***** Teks Sumber *****

Helicam Cikal Bakal Teknik Foto Udara Modern Dengan Drone (Drone story #1)
Helicam yang merupakan cikal bakal drone fotografi |
Pertama-tama saya jelaskan dulu, bahwasannya tulisan ini mengenai cerita awal mula saya merakit dan menggunakan helicam yang saat ini dikenal dengan drone. Ceritanya sendiri bersetting waktu tahun 2011 lampau, tapi baru ditulis dalam bentuk blog tahun 2017, karena saya sendiri baru ngeblog tahun 2017. Terlalu banyak yang ingin diceritakan, tapi dulu-dulu belum punya waktu, nah daripada tidak, ya sudah saya ceritakan sekarang saja. Demi keselarasan timeline / kronologis, date nya saya set di tahun 2011, hanya supaya keliatan rapih dan sesuai waktu aja blog saya yang sederhana ini.
Boys will be boys, meskipun laki-laki sudah dewasa, tapi mainannya masih tetap cenderung sama dengan anak-anak laki. Contohnya: Waktu kecil dulu main mobil-mobilan, main pesawat-pesawatan, nah sudah besar pun ngak jauh dari itu. Hanya saja maianannya makin lama makin mahal meskipun dari jenis yang sama, contohnya ya mainan pria dewasa itu seperti modifikasi mobil / otomotif, Aeromodelling itu sebenernya kan main pesawat-pesawatan.

***** Bahan *****

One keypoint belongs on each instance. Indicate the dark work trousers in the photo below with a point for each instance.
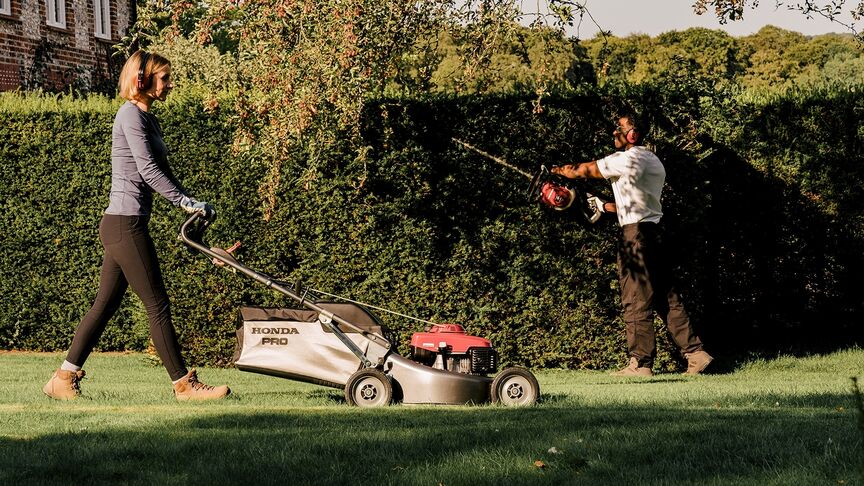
(646, 287)
(130, 259)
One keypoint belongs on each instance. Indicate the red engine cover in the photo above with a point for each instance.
(449, 336)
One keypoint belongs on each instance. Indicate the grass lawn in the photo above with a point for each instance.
(789, 421)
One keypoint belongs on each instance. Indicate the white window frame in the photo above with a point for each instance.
(55, 13)
(102, 19)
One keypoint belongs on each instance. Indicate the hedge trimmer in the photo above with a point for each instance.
(551, 190)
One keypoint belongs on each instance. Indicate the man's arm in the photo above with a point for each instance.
(585, 170)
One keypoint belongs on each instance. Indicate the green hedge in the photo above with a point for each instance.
(766, 222)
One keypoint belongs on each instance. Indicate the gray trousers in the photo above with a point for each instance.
(130, 259)
(646, 287)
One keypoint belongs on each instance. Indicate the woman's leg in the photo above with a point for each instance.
(137, 257)
(112, 286)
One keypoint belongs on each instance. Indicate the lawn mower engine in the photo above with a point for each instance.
(449, 347)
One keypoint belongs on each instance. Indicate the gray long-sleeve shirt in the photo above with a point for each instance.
(139, 164)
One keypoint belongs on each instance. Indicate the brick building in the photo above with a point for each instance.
(58, 44)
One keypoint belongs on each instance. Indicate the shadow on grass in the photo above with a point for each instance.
(473, 445)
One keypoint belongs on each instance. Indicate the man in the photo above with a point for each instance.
(637, 178)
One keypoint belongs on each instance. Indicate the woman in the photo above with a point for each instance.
(139, 167)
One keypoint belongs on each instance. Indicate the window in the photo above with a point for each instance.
(55, 13)
(102, 18)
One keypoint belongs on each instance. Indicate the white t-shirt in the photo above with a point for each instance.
(637, 177)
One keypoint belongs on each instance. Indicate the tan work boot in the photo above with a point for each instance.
(63, 385)
(697, 362)
(633, 369)
(189, 388)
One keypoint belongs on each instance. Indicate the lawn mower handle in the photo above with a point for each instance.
(192, 234)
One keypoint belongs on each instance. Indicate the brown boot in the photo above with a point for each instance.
(633, 369)
(63, 385)
(189, 388)
(697, 362)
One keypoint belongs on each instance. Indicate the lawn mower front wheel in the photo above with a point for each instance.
(514, 387)
(369, 388)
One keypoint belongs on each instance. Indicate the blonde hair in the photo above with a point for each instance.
(129, 75)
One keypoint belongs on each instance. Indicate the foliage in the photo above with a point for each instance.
(782, 421)
(420, 226)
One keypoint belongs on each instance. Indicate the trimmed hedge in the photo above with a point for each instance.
(765, 222)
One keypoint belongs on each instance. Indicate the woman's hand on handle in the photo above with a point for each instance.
(192, 205)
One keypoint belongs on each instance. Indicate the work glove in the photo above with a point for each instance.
(192, 205)
(596, 206)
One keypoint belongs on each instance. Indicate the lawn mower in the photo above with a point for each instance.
(342, 344)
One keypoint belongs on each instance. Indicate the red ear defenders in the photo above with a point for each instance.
(143, 81)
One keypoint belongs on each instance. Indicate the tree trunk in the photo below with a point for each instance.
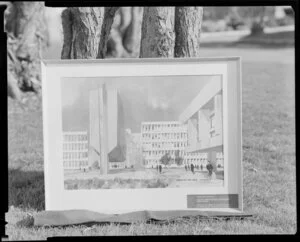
(188, 22)
(109, 15)
(132, 33)
(26, 25)
(86, 30)
(158, 38)
(26, 20)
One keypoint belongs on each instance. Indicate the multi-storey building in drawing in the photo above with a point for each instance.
(203, 118)
(159, 138)
(134, 156)
(75, 150)
(106, 131)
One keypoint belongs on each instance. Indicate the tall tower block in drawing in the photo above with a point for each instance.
(106, 128)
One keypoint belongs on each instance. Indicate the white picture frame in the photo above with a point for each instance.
(228, 197)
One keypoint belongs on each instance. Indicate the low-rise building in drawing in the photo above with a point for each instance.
(75, 150)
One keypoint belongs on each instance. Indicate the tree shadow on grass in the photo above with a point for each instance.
(26, 189)
(262, 40)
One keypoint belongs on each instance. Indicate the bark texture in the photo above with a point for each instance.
(86, 30)
(109, 15)
(133, 31)
(187, 30)
(158, 37)
(27, 33)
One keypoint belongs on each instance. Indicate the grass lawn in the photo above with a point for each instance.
(268, 148)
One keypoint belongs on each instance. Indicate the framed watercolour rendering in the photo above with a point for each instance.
(123, 135)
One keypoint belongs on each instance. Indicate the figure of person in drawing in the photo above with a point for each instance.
(211, 170)
(192, 168)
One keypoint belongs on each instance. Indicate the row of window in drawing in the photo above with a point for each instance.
(76, 164)
(75, 146)
(160, 126)
(74, 155)
(165, 145)
(165, 136)
(75, 137)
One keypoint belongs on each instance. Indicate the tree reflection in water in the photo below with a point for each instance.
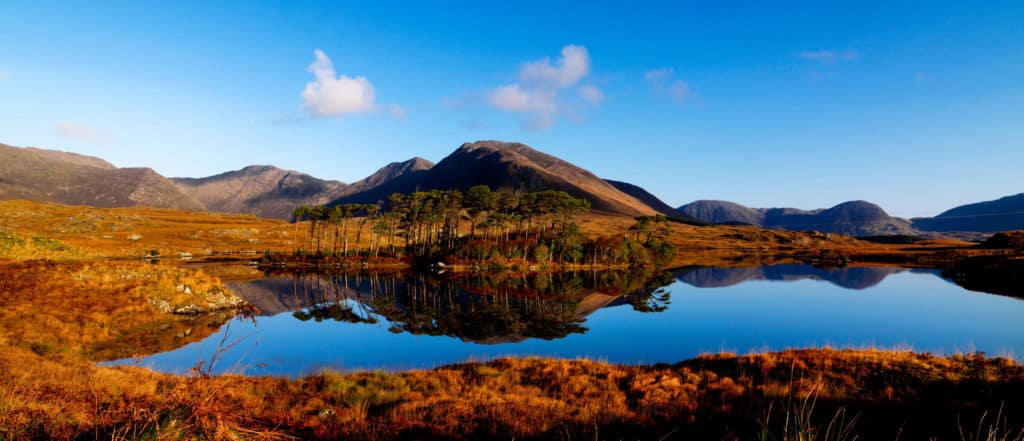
(482, 308)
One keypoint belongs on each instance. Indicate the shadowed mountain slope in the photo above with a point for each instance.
(74, 179)
(507, 167)
(722, 212)
(261, 190)
(643, 195)
(992, 216)
(855, 218)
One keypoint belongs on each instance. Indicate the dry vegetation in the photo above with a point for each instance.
(61, 314)
(884, 395)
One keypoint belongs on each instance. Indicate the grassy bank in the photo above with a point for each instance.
(788, 395)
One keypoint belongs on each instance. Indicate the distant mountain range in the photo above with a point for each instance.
(269, 191)
(992, 216)
(855, 218)
(68, 178)
(861, 218)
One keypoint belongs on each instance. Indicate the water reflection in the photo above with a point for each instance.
(848, 277)
(398, 321)
(481, 309)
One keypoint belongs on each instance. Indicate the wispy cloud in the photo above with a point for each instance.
(826, 56)
(332, 95)
(664, 81)
(473, 125)
(591, 94)
(537, 94)
(77, 131)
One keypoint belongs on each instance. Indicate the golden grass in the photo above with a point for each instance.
(521, 398)
(41, 230)
(104, 310)
(57, 317)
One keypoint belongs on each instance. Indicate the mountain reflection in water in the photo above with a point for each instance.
(483, 309)
(398, 321)
(848, 277)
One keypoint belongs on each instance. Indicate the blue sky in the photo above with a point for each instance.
(918, 106)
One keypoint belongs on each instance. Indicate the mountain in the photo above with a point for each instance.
(992, 216)
(857, 218)
(390, 172)
(509, 167)
(261, 190)
(722, 212)
(643, 195)
(74, 179)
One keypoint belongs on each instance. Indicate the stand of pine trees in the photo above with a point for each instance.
(476, 226)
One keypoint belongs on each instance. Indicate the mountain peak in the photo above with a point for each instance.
(508, 167)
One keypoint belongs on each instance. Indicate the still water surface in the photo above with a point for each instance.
(395, 322)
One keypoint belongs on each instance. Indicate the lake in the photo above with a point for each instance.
(392, 321)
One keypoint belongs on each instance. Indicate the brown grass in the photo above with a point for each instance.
(58, 317)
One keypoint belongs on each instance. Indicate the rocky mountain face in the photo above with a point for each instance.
(999, 215)
(270, 191)
(74, 179)
(261, 190)
(507, 167)
(857, 218)
(645, 196)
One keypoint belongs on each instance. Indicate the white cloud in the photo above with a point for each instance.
(397, 112)
(537, 92)
(331, 96)
(77, 131)
(572, 67)
(664, 81)
(473, 125)
(827, 56)
(659, 75)
(591, 94)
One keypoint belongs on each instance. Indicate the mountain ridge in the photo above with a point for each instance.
(859, 218)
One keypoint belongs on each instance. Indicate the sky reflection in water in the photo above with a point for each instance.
(708, 310)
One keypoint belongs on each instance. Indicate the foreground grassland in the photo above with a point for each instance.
(75, 291)
(36, 230)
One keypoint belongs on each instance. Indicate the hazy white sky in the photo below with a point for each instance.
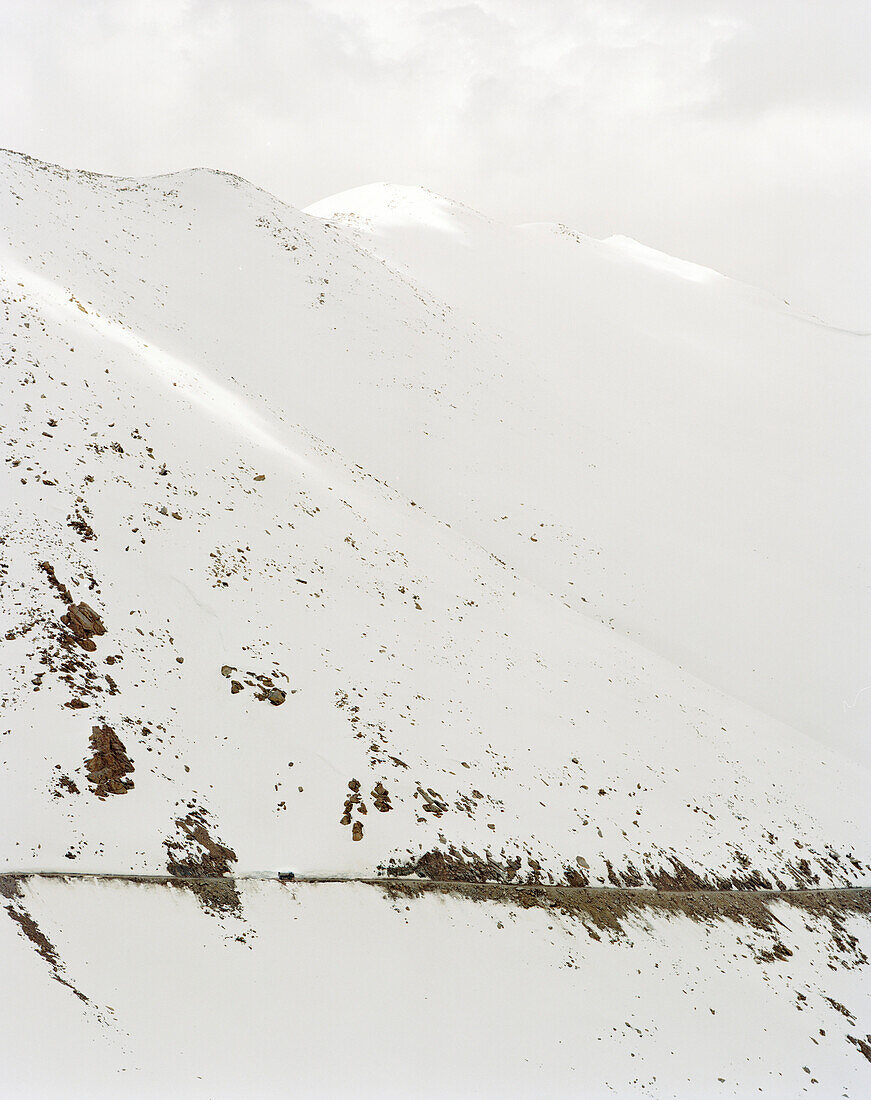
(729, 132)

*****

- Daftar Tugas -
[1] Menurut teks tentang helicam, pada tahun berapa penulis mulai ngeblog?
[2] Ringkaslah teks tentang helicam dalam dua kalimat.

- Jawaban Soal -
[1] Penulis mulai ngeblog pada tahun 2017.

[2] Tulisan ini menceritakan awal mula penulis merakit dan menggunakan helicam, yang kini dikenal sebagai drone, pada tahun 2011, meskipun baru ditulis di blog pada tahun 2017. Penulis juga berpendapat bahwa laki-laki dewasa tetap cenderung menyukai mainan yang sejenis dengan mainan masa kecilnya, hanya saja makin mahal, seperti modifikasi mobil dan aeromodelling.